List of tasks:
1. In the text on European divisions over vaccines, copy everything from "Supporting the espionage" down to "vaccine, Sputnik V.".
2. Answer these from the text on European divisions over vaccines:
(a) On what date did the Russian citizen visit Italy?
(b) Which institute developed the Sputnik vaccine?
(c) Who is named as the prime minister of Hungary?

Text block:

BEGIN

European Divisions Over Vaccines

Supporting the espionage theory, the Italian newspaper Corriere della Sera cited the fact that during the development of Sputnik, the Russian vaccine, a viral sequence was used that came from an Italian source, extracted from a Russian citizen returning from a trip to Rome. The citizen had visited Italy on March 15, 2020, a week before the arrival of the Russians. Furthermore, by March 21, Russia, too, was recording hundreds of cases of COVID-19 per day. Therefore, it wouldn’t have been necessary to travel to Italy to collect the biological samples needed for the development of the Russian vaccine, Sputnik V.

It was the development of Sputnik, however, that raised doubts about the true meaning of the Russian–Italian healthcare collaboration during the pandemic. Despite the vaccine having been developed by the Gamaleya Institute in Moscow, and despite the fact that it was never recommended by the European Medicines Agency (EMA), many local government officials — such as the presidents of Lombardy, Veneto, Campania, and Lazio — proposed buying doses of the vaccine independently from Brussels (a choice made by the anti-European prime minister of Hungary, Viktor Orbán, which was also proposed by other continental powers).

END

Extracted records:
BEGIN

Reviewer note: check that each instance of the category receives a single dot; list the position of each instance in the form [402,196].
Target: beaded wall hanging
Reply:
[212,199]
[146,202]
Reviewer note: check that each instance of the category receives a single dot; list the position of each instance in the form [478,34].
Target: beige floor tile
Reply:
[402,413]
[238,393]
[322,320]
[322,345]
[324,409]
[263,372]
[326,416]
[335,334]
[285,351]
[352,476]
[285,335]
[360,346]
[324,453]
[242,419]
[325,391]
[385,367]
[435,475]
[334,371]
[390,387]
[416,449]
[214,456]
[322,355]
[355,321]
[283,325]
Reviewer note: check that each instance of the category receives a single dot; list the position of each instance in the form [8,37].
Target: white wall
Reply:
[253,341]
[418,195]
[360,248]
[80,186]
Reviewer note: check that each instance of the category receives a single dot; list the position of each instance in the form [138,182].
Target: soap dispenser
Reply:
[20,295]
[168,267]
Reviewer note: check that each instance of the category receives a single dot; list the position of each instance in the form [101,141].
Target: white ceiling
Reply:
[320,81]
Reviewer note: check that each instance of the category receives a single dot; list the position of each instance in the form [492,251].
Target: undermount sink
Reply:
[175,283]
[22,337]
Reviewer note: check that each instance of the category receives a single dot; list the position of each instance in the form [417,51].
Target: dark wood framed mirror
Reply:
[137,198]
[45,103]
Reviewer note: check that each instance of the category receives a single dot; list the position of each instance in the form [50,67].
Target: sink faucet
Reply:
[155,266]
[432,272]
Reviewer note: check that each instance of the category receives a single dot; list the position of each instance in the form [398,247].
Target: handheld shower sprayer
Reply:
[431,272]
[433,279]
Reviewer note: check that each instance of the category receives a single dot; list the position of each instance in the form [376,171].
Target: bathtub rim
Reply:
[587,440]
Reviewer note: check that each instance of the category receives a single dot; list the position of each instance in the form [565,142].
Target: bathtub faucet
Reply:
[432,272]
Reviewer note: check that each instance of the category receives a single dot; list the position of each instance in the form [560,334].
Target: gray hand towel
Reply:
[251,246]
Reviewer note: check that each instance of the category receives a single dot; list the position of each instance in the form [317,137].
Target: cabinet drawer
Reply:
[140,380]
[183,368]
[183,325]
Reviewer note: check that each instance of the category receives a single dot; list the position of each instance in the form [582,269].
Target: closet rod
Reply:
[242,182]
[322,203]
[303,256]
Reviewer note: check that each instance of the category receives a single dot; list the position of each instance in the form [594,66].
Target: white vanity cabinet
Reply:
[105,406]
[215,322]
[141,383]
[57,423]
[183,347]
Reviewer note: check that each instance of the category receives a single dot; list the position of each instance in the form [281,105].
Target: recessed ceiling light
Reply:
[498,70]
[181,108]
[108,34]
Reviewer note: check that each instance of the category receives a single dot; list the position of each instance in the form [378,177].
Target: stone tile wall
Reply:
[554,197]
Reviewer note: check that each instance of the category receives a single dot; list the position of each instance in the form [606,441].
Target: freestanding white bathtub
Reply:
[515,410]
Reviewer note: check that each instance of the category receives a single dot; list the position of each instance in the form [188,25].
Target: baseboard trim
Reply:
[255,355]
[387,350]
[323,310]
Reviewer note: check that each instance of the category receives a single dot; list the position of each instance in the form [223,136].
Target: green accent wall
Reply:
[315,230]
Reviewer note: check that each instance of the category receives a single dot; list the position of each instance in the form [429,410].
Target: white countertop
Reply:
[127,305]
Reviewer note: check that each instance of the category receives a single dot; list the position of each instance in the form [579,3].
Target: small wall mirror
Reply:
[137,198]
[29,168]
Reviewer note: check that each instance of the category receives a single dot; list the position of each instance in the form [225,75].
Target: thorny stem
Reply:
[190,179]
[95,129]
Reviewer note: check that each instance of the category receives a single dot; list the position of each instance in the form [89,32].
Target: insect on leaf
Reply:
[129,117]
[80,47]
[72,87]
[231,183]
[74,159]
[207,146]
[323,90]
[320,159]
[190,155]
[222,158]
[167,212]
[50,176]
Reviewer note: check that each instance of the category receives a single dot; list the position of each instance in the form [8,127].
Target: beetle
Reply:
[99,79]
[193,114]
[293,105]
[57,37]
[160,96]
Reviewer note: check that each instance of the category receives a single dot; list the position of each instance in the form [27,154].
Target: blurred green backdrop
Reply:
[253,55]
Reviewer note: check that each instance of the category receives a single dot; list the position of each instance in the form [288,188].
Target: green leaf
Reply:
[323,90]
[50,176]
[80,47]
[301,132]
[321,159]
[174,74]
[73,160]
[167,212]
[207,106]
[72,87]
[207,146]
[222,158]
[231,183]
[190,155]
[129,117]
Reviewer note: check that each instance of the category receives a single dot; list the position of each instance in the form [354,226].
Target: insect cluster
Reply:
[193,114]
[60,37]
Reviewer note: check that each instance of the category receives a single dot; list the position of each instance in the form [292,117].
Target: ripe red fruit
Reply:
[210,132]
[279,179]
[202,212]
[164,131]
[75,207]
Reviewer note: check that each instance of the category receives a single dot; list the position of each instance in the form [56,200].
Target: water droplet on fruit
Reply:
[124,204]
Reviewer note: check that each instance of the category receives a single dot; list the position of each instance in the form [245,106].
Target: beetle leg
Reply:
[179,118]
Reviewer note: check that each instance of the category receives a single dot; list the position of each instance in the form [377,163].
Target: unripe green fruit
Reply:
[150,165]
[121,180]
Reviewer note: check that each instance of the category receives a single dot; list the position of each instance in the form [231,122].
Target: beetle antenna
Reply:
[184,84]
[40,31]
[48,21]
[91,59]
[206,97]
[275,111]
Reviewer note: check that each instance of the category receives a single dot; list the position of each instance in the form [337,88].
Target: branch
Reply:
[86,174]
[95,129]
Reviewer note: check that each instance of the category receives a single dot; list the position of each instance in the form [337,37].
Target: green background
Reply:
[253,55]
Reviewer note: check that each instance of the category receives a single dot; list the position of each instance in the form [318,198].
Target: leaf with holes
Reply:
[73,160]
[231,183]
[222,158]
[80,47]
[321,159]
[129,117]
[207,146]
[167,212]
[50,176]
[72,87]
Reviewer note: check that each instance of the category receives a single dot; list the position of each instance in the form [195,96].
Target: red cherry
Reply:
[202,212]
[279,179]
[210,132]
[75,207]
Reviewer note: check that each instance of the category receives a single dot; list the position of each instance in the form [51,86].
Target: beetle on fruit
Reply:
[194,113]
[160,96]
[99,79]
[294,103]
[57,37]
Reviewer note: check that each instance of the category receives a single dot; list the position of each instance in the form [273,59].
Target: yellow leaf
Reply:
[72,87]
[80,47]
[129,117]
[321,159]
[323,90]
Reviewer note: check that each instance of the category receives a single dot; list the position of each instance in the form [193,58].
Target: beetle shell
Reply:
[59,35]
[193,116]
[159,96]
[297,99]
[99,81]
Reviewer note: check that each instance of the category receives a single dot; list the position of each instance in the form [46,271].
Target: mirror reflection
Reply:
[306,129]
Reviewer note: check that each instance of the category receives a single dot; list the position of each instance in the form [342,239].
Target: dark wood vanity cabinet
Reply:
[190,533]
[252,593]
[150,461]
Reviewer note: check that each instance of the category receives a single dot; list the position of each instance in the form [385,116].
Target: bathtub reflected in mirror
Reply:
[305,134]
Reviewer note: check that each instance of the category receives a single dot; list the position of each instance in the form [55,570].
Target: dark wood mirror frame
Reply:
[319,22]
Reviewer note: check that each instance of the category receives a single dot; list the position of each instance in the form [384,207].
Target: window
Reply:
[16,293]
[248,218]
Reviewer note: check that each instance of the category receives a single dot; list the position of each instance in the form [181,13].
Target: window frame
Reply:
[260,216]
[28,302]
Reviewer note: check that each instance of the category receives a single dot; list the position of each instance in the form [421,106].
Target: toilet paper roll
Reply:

END

Task-by-task outputs:
1.
Supporting the espionage theory, the Italian newspaper Corriere della Sera cited the fact that during the development of Sputnik, the Russian vaccine, a viral sequence was used that came from an Italian source, extracted from a Russian citizen returning from a trip to Rome. The citizen had visited Italy on March 15, 2020, a week before the arrival of the Russians. Furthermore, by March 21, Russia, too, was recording hundreds of cases of COVID-19 per day. Therefore, it wouldn’t have been necessary to travel to Italy to collect the biological samples needed for the development of the Russian vaccine, Sputnik V.

2.
(a) March 15, 2020
(b) The Gamaleya Institute in Moscow
(c) Viktor Orbán